Defensive medicine, never good for you

Picture yourself entering your doctor’s office with some mundane ailment. The doctor checks you over and comes up with a diagnosis that only requires simple remedies. But despite the doctor’s conviction that the diagnosis is correct, he or she orders a barrage of tests just to check that everything else is normal. Several tests and more bills down the line, you are back to square one.

Nothing else is the matter, and the initial diagnosis and proposed remedies remain unchanged.

This is defensive medicine at its best. Most of the tests were completely unnecessary, but were done simply to protect the doctor from a potential lawsuit in the event that something was missed! Ridiculous? Yes, but defensive medicine is now commonplace in medical practice. A recent physician survey reported that 75% of doctors order more tests, procedures and prescriptions that they deem likely unnecessary in attempts to avoid lawsuits.

Some economic estimates report that one in four dollars spent in healthcare can be attributed to defensive medicine alone. That’s billions of dollars annually, passing the cost along to everyone and significantly driving up the cost of healthcare. And with hardly any added benefits to patients.

So why does it happen? We are living in a pretty litigious age, where professionals face real fears of ending up in court at some point in their careers. Physicians will practice defensive medicine based on perceived risks of being sued, both for errors of commission or omission. Patients too are increasingly looking for potential medical loopholes, with readily available support from compensation-based legal entities.

◆ Records from a collection
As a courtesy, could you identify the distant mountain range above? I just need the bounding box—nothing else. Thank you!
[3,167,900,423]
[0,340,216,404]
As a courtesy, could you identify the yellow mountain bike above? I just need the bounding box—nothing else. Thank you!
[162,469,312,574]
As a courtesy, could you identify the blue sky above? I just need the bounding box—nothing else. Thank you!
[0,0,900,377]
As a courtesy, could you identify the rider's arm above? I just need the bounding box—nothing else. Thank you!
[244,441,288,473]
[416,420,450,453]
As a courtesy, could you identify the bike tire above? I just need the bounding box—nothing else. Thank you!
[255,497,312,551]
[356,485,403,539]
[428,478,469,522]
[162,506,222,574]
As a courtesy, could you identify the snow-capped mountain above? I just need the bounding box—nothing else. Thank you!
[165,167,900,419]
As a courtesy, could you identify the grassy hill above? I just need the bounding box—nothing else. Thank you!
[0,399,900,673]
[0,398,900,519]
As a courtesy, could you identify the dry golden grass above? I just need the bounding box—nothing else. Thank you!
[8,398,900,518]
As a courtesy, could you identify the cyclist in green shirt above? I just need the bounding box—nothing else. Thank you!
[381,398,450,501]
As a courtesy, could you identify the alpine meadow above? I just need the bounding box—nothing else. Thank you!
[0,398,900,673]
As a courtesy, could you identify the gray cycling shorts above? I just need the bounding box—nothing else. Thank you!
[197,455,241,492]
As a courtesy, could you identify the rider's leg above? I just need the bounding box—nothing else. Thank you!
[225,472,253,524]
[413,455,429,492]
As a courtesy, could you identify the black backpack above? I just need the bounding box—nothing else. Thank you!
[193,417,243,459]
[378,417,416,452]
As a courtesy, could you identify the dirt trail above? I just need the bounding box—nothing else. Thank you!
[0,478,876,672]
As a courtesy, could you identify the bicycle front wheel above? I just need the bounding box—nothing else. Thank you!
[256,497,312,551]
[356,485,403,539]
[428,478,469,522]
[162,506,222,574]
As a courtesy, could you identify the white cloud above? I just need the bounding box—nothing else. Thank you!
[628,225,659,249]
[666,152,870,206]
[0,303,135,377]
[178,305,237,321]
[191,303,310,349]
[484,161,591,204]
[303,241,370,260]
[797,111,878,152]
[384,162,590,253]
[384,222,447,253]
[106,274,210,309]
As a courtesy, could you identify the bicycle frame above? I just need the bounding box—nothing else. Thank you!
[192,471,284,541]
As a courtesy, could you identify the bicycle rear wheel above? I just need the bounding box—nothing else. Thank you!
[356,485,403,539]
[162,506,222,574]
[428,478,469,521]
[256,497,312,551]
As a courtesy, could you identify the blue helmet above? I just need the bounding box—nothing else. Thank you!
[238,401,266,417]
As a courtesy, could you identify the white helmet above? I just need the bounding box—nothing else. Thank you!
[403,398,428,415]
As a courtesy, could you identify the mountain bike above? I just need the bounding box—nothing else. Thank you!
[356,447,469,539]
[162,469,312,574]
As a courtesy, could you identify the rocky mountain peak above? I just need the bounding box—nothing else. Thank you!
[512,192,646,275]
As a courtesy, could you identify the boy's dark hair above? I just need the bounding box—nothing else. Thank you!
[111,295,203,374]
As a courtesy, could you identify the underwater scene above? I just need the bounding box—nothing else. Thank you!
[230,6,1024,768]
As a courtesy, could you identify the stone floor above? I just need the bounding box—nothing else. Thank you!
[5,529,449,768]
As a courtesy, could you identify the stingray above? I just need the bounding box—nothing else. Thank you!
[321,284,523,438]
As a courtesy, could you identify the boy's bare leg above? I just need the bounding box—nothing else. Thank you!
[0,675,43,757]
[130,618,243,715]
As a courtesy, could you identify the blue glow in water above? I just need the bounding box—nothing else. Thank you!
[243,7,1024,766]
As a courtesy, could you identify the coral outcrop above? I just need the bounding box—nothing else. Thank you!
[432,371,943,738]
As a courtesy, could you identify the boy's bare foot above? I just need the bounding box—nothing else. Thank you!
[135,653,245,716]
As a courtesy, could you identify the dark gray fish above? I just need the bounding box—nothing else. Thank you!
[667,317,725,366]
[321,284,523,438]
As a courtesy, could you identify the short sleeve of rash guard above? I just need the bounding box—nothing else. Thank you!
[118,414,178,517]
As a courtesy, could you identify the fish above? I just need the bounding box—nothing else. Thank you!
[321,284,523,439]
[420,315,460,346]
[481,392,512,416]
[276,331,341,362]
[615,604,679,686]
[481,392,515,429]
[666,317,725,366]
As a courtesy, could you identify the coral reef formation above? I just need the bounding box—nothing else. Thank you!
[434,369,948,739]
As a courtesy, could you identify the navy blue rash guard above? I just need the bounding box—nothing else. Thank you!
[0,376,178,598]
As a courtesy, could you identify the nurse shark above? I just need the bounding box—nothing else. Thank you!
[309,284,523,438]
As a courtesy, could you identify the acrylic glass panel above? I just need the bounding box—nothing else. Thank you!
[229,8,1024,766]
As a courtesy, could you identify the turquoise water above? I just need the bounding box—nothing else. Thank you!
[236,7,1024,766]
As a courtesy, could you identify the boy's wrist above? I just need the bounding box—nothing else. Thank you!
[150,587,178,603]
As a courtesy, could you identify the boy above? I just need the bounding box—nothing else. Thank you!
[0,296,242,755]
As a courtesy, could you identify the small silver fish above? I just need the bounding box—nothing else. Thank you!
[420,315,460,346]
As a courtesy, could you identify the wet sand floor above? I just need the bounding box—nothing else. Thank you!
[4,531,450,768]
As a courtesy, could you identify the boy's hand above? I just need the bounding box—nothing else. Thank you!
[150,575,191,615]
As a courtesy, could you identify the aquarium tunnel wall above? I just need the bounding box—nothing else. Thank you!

◆ List of tasks
1. Reproduce everything in the passage on defensive medicine from "Nothing else is" down to "benefits to patients.".
2. According to the passage on defensive medicine, what percentage of doctors in a recent physician survey order more tests, procedures and prescriptions that they deem likely unnecessary?
3. Translate this sentence from the passage on defensive medicine into Spanish: "Nothing else is the matter, and the initial diagnosis and proposed remedies remain unchanged."
The records are separate material and do not belong to the text.

◆ Answer section
1.
Nothing else is the matter, and the initial diagnosis and proposed remedies remain unchanged.

This is defensive medicine at its best. Most of the tests were completely unnecessary, but were done simply to protect the doctor from a potential lawsuit in the event that something was missed! Ridiculous? Yes, but defensive medicine is now commonplace in medical practice. A recent physician survey reported that 75% of doctors order more tests, procedures and prescriptions that they deem likely unnecessary in attempts to avoid lawsuits.

Some economic estimates report that one in four dollars spent in healthcare can be attributed to defensive medicine alone. That’s billions of dollars annually, passing the cost along to everyone and significantly driving up the cost of healthcare. And with hardly any added benefits to patients.

2. 75% of doctors.

3. No hay ningún otro problema, y el diagnóstico inicial y los remedios propuestos siguen sin cambios.